Kerjakan ini
Perbarui bagian teks tentang Adler dari "Adalah patah hati" sampai "judul lagu mereka).". Tulis ulang bagian itu dengan mengganti "narkoba" menjadi "obat terlarang".

-------- Teks hasil ekstraksi --------

Adalah patah hati yang berkepanjangan, didepak GNR membuat Adler semakin tenggelam dalam pusaran narkoba. Ia telah mengalami 28 overdosis, tiga kali percobaan bunuh diri, masuk penjara karena kepemilikan heroin dan tuduhan kekerasan seksual yang ia sanggah karena merasa dijebak. Ia juga pernah mengalami koma (hampir dinyatakan koma seumur hidup) pada 19 April 1996, apalagi kalau bukan karena Mr. Brownstone (julukan yang diberikan GNR untuk narkoba yang juga menjadi salah satu judul lagu mereka).

-------- Materi --------

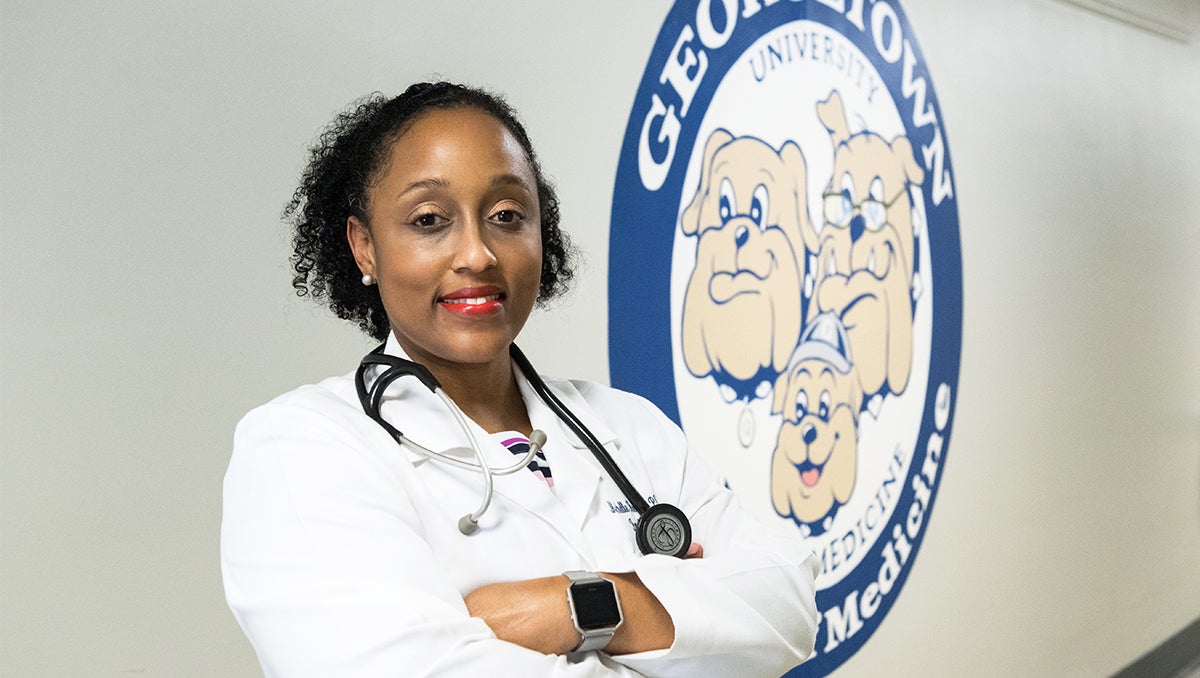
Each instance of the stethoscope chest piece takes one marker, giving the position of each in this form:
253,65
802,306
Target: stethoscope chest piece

--------

Jawaban latihan
Adalah patah hati yang berkepanjangan, didepak GNR membuat Adler semakin tenggelam dalam pusaran obat terlarang. Ia telah mengalami 28 overdosis, tiga kali percobaan bunuh diri, masuk penjara karena kepemilikan heroin dan tuduhan kekerasan seksual yang ia sanggah karena merasa dijebak. Ia juga pernah mengalami koma (hampir dinyatakan koma seumur hidup) pada 19 April 1996, apalagi kalau bukan karena Mr. Brownstone (julukan yang diberikan GNR untuk obat terlarang yang juga menjadi salah satu judul lagu mereka).